_What is being asked_: The response must contain all of the entries, each one repeated exactly.

[Dataset excerpts]
BEGIN

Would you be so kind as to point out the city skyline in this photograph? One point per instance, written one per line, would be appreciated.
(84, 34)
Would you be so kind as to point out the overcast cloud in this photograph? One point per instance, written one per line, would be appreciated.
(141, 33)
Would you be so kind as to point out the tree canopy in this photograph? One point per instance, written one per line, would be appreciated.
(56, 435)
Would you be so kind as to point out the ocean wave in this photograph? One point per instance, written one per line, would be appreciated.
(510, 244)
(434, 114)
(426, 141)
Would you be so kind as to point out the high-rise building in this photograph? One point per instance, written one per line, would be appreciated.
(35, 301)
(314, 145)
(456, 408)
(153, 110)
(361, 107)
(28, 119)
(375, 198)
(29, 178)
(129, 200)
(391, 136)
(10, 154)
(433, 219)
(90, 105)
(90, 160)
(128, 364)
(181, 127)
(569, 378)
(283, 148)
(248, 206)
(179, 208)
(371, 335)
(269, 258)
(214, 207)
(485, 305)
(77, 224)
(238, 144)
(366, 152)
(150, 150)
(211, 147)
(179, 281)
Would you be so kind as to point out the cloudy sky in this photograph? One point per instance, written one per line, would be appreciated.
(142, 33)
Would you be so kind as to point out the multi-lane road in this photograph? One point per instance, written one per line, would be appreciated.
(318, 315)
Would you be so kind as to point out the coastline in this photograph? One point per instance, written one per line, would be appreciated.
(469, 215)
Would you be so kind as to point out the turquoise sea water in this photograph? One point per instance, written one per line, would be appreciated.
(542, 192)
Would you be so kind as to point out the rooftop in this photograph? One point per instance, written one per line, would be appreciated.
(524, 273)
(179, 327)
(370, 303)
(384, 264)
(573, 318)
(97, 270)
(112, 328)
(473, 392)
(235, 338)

END

_Answer to this task_:
Would you be so kind as to point out the city skyline in this photograph? One point per instance, written one per line, would be appreciated.
(84, 34)
Would you be so kind as to point out the overcast cloud in this photograph? One point per instance, written one per line, would be appreciated.
(141, 33)
Would you be so kind as to point out the tree canopy in this photograph? One point per instance, written one per line, would be appreciated.
(56, 435)
Would you be so kind as to point out the ocean wave in this photograph? One point per instance, written one per line, would be appreciated.
(510, 244)
(434, 114)
(426, 141)
Would you be so kind as to point out the high-rise building in this photograph? One point per instance, written one per line, would be appreciated.
(35, 301)
(314, 145)
(456, 408)
(153, 110)
(361, 107)
(28, 119)
(375, 198)
(29, 178)
(129, 200)
(391, 136)
(10, 154)
(433, 219)
(90, 105)
(90, 160)
(128, 364)
(181, 127)
(569, 378)
(283, 148)
(248, 206)
(179, 208)
(371, 335)
(269, 258)
(214, 207)
(485, 305)
(77, 224)
(238, 144)
(366, 152)
(150, 150)
(211, 147)
(179, 281)
Would you be so kind as to point out the cloudy sky in this photograph? One point per instance, written one per line, would be appreciated.
(142, 33)
Would you be so kind as to point out the multi-lane road in this photograph? One point per instance, written one per line, would be appreciated.
(318, 315)
Would you be so kind as to point out the coastline in this photograph? One point per instance, written one per line, would be appreciated.
(469, 215)
Would you be so kind as to point out the turquoise sea water in this photograph? One point per instance, written one per line, would be appreciated.
(542, 192)
Would you be so kind as to point out the rooftop in this photograph? One point per instance, written one per line, would be appreciated.
(524, 273)
(179, 327)
(370, 303)
(384, 264)
(573, 318)
(97, 270)
(112, 328)
(473, 392)
(235, 338)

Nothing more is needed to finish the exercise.